## [Task item]
Scan the records for the line containing "Task: Indicate the concrete wall"; extract it and all later lines, verbatim, through the end, and nothing before it.
[Records Boundary: Start]
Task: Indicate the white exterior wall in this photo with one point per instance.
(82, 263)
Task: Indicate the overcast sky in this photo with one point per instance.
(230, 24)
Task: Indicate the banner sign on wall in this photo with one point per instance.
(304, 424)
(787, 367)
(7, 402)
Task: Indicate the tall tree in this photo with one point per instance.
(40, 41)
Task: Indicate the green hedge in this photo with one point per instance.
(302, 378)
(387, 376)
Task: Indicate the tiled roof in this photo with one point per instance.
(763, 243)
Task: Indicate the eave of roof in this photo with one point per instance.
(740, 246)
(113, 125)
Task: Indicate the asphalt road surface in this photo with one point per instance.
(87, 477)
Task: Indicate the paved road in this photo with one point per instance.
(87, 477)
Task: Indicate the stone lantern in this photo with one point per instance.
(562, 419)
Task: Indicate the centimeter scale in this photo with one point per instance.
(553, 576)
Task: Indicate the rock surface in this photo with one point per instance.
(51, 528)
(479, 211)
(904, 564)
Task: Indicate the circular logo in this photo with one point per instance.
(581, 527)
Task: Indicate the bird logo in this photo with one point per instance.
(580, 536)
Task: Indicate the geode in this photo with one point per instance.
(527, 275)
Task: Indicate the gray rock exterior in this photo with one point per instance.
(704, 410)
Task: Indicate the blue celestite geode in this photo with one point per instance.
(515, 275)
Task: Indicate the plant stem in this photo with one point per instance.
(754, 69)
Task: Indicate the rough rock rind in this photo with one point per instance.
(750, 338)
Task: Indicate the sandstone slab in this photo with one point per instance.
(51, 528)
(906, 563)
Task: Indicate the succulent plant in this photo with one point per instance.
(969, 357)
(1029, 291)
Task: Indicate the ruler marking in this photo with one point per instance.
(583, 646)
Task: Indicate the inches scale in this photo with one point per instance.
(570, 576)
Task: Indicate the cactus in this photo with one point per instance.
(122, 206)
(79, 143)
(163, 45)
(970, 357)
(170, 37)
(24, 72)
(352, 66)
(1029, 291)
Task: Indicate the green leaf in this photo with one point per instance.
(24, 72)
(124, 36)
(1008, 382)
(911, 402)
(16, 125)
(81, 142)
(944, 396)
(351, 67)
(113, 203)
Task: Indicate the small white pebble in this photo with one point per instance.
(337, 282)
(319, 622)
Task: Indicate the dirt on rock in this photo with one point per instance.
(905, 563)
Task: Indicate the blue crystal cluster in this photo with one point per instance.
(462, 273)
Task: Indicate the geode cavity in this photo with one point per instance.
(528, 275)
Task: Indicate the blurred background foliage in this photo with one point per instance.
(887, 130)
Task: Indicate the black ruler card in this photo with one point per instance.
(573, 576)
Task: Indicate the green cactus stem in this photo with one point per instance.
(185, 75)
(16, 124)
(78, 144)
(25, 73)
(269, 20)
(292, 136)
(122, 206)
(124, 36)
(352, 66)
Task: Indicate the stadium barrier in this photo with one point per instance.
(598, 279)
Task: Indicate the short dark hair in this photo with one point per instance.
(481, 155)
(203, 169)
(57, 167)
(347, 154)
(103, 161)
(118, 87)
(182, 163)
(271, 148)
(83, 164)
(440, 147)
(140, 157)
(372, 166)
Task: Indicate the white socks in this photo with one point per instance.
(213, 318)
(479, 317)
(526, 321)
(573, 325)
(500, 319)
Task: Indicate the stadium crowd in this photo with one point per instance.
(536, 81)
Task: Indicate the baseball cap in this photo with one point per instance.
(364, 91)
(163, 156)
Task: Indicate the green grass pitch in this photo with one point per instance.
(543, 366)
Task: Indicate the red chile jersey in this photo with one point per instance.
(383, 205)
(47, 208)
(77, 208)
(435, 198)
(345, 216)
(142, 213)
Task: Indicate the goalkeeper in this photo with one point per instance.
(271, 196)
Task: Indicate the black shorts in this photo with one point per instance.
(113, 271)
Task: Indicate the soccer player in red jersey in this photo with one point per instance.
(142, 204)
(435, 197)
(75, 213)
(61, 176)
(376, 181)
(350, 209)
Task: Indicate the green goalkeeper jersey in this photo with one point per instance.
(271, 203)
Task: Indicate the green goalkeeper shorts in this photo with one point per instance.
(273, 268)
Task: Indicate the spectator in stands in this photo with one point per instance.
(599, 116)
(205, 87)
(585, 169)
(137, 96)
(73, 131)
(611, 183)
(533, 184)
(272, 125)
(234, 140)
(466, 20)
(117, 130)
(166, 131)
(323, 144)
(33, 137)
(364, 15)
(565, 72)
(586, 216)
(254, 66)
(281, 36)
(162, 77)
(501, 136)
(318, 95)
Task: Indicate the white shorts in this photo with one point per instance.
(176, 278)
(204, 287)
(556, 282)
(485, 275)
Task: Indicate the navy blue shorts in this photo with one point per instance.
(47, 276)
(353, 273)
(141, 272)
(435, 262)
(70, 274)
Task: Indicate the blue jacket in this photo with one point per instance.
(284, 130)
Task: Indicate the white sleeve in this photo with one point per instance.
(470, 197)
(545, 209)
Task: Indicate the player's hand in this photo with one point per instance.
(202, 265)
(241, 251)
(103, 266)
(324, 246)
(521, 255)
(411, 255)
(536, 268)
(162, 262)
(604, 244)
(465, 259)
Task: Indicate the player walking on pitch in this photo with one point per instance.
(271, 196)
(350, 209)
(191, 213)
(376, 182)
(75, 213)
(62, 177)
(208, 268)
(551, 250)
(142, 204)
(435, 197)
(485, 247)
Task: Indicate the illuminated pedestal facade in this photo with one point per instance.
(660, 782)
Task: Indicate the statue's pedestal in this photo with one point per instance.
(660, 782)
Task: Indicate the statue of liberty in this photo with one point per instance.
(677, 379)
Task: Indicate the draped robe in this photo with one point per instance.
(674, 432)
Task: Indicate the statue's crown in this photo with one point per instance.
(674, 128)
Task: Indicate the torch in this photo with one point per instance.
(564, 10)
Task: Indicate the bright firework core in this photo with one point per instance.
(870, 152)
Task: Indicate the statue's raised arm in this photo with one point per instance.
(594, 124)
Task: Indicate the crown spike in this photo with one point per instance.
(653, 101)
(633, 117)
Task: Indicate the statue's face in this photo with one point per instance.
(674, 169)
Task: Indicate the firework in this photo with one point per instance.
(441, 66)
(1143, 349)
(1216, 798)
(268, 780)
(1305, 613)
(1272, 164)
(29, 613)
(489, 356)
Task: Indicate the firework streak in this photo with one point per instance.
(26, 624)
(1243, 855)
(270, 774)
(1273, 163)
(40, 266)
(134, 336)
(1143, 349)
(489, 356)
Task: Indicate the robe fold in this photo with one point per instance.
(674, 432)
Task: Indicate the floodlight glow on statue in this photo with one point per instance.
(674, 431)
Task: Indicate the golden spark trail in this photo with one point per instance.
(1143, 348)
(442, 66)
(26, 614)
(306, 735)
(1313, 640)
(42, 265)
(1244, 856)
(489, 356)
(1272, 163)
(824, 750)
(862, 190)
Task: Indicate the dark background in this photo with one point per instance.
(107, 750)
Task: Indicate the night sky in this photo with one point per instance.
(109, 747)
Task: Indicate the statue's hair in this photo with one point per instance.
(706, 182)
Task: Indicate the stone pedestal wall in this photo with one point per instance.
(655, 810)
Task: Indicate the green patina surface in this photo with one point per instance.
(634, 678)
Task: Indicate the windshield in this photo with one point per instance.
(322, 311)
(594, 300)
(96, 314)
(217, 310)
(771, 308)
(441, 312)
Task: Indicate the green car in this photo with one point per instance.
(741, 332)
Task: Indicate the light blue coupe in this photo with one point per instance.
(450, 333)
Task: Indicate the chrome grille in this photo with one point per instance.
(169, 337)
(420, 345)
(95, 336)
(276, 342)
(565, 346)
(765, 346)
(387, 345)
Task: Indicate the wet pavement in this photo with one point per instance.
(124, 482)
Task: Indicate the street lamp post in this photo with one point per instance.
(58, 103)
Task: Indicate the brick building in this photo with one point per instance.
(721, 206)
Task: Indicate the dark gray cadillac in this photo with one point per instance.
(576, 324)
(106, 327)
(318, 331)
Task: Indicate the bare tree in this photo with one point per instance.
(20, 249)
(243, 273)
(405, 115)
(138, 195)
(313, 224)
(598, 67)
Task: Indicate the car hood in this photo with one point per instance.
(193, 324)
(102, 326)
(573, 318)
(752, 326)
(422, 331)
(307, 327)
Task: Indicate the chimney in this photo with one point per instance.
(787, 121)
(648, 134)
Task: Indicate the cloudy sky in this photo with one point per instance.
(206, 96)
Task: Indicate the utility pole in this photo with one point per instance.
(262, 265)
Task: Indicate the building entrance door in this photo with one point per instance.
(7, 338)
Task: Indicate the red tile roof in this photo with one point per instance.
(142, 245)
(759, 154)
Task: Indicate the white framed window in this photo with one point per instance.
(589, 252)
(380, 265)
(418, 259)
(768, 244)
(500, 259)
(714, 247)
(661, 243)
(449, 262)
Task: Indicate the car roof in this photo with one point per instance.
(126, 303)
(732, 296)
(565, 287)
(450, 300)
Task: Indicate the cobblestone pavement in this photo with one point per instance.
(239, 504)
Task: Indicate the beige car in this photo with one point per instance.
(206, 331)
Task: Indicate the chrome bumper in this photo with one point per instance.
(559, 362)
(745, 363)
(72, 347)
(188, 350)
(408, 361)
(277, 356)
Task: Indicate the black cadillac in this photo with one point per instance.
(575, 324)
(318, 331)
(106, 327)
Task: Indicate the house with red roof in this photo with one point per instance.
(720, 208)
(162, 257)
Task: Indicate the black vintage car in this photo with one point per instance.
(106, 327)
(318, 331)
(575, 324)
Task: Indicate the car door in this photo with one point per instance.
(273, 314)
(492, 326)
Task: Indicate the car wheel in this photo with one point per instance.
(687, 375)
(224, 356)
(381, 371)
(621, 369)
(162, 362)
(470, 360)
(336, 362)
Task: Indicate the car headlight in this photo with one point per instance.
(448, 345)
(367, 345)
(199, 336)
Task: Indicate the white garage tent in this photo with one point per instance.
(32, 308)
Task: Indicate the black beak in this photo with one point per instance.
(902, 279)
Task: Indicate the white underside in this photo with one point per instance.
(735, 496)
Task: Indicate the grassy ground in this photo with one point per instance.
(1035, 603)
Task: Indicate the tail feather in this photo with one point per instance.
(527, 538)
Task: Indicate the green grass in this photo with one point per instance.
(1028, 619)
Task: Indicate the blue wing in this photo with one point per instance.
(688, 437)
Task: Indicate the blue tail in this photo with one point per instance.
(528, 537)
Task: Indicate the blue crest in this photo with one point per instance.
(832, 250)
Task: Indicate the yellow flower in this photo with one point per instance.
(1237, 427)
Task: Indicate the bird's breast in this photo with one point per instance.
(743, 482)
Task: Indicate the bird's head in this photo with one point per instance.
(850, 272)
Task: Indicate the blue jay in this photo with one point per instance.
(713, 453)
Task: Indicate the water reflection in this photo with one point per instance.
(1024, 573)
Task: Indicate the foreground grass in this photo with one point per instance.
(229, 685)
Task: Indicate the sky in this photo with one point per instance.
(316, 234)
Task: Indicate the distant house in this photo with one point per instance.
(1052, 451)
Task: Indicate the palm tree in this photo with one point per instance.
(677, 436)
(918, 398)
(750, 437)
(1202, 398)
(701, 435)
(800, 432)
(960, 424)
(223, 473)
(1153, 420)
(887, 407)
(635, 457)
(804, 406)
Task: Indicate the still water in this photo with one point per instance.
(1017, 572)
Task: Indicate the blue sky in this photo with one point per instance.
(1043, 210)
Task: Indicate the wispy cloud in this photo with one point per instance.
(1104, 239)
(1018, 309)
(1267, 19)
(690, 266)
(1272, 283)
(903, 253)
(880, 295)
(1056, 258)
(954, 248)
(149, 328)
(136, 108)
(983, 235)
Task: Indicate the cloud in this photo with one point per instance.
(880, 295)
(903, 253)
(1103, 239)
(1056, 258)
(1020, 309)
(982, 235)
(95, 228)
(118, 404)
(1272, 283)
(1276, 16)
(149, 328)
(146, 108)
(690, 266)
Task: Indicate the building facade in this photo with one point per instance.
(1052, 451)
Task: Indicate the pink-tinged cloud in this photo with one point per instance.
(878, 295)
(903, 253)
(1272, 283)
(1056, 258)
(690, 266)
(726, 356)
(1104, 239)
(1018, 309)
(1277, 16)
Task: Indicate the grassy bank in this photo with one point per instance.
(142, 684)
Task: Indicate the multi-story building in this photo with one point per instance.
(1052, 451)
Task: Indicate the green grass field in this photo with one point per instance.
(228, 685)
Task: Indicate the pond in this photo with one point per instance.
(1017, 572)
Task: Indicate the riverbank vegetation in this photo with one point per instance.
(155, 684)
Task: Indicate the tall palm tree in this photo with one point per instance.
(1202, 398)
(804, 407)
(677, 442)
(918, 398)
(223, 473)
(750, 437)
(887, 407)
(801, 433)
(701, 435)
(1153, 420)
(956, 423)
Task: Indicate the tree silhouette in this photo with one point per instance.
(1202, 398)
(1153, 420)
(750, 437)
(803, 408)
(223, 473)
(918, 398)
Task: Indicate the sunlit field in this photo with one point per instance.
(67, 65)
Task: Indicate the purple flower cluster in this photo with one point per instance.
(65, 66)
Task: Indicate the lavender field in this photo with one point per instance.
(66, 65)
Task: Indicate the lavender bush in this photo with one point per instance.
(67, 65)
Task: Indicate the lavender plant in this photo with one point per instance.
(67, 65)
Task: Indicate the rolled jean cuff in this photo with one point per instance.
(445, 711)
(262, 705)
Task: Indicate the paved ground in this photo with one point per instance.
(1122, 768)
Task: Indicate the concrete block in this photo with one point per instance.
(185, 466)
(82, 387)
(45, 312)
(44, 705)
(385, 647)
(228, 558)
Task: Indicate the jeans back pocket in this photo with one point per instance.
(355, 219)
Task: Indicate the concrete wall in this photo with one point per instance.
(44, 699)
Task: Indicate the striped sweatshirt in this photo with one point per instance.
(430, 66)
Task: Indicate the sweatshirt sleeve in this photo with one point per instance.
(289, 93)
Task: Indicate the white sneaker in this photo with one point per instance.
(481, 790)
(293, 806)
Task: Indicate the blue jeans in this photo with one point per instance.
[Records Boundary: End]
## [Written response]
Task: Indicate the concrete wall in this photo with one point per instance.
(44, 699)
Task: Indicate the striped sweatshirt in this photo with one point per instance.
(430, 66)
Task: Indicate the sweatshirt sleeve in this photo with one point per instance.
(289, 93)
Task: Indicate the white sneaker in this photo with one point per instance.
(481, 790)
(293, 806)
Task: Indicate the blue jeans in this photo with one point per instance.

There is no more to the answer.